• THE PROBLEM
For the records that follow, give the number of lines in which the word "shrub" occurs, with nothing added.

• DATA FOR THIS TASK
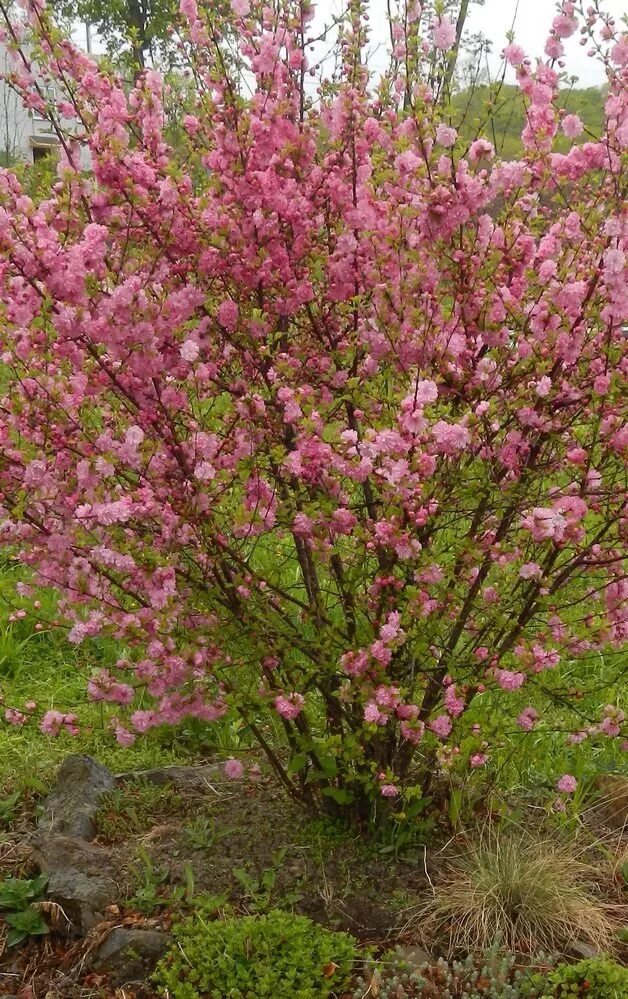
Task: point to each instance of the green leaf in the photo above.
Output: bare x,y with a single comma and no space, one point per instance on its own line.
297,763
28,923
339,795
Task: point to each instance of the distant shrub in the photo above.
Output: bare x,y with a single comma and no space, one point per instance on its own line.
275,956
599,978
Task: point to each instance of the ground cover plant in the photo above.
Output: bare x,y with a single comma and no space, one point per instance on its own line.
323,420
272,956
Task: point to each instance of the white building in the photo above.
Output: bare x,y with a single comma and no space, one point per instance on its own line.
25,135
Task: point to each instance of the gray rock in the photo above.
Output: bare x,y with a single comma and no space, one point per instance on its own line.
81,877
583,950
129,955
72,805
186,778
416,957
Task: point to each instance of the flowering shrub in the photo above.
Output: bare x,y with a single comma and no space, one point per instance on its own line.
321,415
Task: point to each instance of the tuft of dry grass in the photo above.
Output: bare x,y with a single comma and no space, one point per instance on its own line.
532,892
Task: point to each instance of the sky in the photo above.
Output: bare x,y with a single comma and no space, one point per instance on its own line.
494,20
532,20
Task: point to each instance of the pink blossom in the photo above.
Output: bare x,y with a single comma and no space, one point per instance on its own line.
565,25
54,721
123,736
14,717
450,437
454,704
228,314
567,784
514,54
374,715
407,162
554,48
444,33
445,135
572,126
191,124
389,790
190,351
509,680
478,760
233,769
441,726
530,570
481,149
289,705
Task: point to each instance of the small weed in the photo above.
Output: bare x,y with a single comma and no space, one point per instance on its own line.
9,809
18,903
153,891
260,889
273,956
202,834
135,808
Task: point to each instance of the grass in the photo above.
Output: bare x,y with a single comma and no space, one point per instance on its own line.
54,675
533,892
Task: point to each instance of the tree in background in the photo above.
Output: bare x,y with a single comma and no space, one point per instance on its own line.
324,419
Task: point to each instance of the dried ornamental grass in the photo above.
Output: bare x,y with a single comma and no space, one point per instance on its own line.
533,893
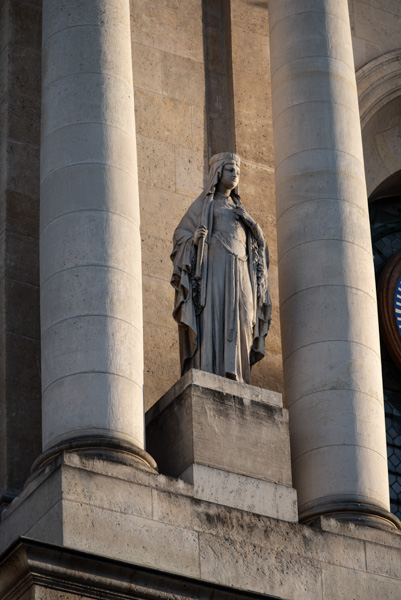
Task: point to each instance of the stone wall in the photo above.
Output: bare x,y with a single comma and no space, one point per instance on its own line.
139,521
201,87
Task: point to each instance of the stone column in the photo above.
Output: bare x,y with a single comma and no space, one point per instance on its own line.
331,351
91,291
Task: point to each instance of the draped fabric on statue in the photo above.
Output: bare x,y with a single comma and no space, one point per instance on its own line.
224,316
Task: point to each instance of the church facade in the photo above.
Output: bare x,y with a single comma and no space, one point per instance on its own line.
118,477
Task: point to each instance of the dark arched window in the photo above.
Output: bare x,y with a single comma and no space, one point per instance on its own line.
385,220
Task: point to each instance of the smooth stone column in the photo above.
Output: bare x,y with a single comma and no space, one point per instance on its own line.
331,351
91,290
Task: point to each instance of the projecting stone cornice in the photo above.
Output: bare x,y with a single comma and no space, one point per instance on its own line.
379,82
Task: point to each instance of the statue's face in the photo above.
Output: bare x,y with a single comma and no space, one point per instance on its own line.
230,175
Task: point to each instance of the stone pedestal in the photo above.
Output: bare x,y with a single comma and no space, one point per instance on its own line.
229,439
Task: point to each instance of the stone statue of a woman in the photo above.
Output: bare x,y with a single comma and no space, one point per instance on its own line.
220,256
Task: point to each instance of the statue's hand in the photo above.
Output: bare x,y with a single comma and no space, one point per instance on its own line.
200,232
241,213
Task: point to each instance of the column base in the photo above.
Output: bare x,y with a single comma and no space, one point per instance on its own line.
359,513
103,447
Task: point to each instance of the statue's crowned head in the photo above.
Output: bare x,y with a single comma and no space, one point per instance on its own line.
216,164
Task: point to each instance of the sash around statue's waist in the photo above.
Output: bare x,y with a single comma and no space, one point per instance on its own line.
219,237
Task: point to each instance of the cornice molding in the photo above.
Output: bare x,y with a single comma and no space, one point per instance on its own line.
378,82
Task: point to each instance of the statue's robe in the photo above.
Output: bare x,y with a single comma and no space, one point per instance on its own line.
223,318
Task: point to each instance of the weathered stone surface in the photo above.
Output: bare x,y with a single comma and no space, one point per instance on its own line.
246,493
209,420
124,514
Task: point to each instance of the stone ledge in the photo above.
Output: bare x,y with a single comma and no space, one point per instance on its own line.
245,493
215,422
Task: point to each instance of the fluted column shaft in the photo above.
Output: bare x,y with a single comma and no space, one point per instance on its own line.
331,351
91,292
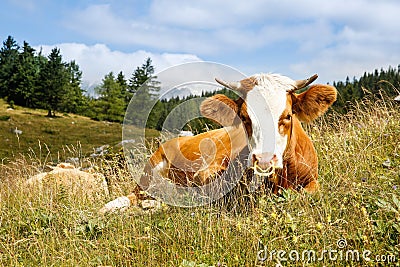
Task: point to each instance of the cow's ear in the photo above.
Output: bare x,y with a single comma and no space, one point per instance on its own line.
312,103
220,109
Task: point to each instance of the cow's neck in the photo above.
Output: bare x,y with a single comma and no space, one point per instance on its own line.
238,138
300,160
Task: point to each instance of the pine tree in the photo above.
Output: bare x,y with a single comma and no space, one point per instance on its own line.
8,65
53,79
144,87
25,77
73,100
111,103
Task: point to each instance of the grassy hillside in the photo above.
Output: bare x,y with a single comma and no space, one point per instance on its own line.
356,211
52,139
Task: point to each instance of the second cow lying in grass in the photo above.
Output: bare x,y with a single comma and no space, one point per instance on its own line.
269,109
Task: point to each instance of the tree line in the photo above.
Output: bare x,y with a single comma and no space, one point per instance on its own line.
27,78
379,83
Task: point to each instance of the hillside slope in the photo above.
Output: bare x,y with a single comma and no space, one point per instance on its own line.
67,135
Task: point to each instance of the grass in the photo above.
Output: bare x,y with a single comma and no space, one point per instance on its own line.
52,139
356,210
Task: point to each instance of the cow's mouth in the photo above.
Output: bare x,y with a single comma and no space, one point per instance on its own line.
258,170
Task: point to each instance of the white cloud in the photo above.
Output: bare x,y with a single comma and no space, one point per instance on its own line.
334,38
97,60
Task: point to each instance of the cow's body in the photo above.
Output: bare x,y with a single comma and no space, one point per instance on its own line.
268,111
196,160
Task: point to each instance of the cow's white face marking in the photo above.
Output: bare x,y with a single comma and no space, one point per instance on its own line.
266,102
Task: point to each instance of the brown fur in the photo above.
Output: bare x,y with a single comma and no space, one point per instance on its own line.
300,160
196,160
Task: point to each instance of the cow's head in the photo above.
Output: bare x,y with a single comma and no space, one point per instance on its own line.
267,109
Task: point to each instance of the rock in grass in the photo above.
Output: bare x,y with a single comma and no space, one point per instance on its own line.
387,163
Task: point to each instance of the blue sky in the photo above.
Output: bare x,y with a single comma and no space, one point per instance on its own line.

• RESULT OF THE EXERCISE
2